> [GIVEN DATA]:
^^^^^^^^

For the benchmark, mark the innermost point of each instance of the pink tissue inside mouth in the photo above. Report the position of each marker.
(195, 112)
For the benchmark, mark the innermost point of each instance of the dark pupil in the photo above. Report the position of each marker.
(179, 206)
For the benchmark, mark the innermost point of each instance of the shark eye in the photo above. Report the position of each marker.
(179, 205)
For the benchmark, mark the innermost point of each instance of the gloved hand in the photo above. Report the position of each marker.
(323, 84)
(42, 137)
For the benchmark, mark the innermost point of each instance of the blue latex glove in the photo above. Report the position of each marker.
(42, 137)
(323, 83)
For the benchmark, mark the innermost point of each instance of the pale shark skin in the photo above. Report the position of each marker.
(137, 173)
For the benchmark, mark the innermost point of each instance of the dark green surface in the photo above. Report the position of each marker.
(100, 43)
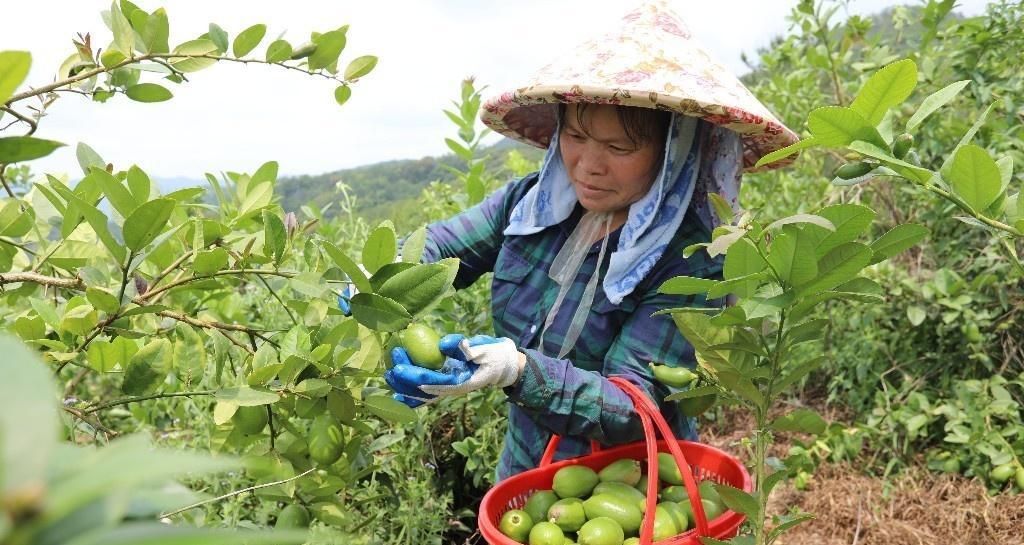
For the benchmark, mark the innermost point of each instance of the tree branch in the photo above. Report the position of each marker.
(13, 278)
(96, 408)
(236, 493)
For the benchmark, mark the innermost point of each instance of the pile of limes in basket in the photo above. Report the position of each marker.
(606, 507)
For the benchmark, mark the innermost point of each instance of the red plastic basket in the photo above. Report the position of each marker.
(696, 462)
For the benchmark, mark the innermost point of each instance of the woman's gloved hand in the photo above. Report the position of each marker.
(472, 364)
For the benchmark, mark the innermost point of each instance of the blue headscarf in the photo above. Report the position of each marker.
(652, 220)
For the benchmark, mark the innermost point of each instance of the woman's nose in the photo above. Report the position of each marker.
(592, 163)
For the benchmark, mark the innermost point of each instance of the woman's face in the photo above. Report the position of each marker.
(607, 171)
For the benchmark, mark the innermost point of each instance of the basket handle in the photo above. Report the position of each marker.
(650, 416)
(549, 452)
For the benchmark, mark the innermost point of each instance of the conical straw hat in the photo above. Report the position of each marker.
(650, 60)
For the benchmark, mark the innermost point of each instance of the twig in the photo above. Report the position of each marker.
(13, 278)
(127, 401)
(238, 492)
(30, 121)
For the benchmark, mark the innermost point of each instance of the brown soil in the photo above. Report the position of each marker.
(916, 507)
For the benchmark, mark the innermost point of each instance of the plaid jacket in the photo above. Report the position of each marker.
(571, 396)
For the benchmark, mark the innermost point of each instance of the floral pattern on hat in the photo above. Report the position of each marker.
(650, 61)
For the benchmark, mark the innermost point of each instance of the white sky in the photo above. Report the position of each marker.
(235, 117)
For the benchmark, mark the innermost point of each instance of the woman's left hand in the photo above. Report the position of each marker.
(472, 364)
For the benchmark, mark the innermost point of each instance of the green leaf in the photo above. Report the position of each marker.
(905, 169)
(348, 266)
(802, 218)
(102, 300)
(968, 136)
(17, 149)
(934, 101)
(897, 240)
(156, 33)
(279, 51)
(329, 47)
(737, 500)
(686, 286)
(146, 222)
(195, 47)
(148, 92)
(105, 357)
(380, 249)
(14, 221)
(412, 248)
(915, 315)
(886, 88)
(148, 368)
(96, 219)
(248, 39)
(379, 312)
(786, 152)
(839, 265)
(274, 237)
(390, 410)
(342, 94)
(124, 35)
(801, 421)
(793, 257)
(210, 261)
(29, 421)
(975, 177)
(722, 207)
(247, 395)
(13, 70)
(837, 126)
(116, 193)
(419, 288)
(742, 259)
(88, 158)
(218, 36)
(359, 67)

^^^^^^^^

Repeat the preceding records precisely, and leave every picture out of the copy.

> [FINAL RESULT]:
For the benchmark, mark the innermost point of each instance of the pink tissue inside mouth in the photo above. Report the position of each marker.
(195, 112)
For the benchmark, mark the innermost point of each instance of the dark pupil in the photo above. Report the position of each marker.
(179, 206)
For the benchmark, mark the innermost point of each instance of the shark eye in the photo above. Report the position of each marker.
(179, 205)
For the benchmark, mark the innermost point of each instance of the gloved hand in the photo above. Report the position of each marker.
(323, 84)
(42, 137)
For the benchmark, mark the innermost point of each instance of the blue latex glove in the photo above. Report the position of each marker.
(42, 137)
(323, 83)
For the benchmark, mark the innermost point of each instance of the pale shark skin in the photo above. Report the position of each marker.
(137, 173)
For the benchmark, mark the innermost point of each instance of the dark green surface in the photo above. Report the position of each marker.
(100, 43)
For the benchmark, mark the innermost point of each instance of the tree branch in the photo above. Report the position of each marker.
(13, 278)
(96, 408)
(236, 493)
For the benchmark, mark the innermost point of each instance of the pile of limes in basket in the photo above. Report the position of each marker.
(606, 507)
For the benchmark, mark the innermost point of each instance of the red plastic basket in the photo above. Report the position of each marker.
(696, 462)
For the benchmark, mark the innermost point of each instance of the woman's gloved hand in the photo above. Report the position of each marker.
(472, 364)
For the benchmark, mark the innermost point of each instance of the blue headscarf in the photo above. Report the position of each marker.
(652, 220)
For the benchmark, mark the innermost point of each instance of the woman's nose in the photo above. Report the position of each marker.
(592, 163)
For the benchmark, mark the innermost point of each instance of the woman's face in the photo above. Report the position of each marker.
(607, 171)
For the benchmark, mark the innermost point of each instance of the basket handle in the photo above. Report the position of each marker.
(650, 416)
(549, 452)
For the benchmark, mark the innermost point of each instance of the conical straw hat in the photo above. Report the position of each marker.
(650, 60)
For the benchmark, mark the innermost point of each instance of the twig in the photo above. Report the position of each marker.
(13, 278)
(127, 401)
(238, 492)
(30, 121)
For the benchmark, mark the innermost point of each instance of the brown soil in the photo above. Report the position of each marker.
(916, 507)
For the benchmark, mark the innermost point of each instance of the plaid jacket in the photo above. Report the position of each marker.
(571, 396)
For the benchmark, mark the innermost point of each instance of the floral pattern on hat in the photo above. Report the position of each marker.
(650, 61)
For the benchmark, mark the innermost point of each instance of the white sky in the photo above. Report the position of each marker.
(235, 117)
For the benchmark, mark the innermost point of each instance of the woman's left hand in the photo above. Report the position of each marker.
(472, 364)
For the benchmark, mark the innermost point of each instance of the green leaf in the photo above. Report the position of each marker.
(905, 169)
(348, 266)
(802, 218)
(102, 300)
(968, 136)
(17, 149)
(934, 101)
(897, 240)
(156, 33)
(279, 51)
(329, 47)
(737, 500)
(686, 286)
(146, 222)
(195, 47)
(148, 92)
(105, 357)
(380, 249)
(14, 221)
(412, 248)
(915, 315)
(886, 88)
(148, 368)
(96, 219)
(248, 39)
(379, 312)
(786, 152)
(839, 265)
(274, 237)
(390, 410)
(342, 94)
(124, 35)
(801, 421)
(793, 257)
(210, 261)
(29, 421)
(975, 177)
(722, 207)
(247, 395)
(13, 70)
(837, 126)
(116, 193)
(419, 288)
(742, 259)
(88, 158)
(218, 36)
(359, 67)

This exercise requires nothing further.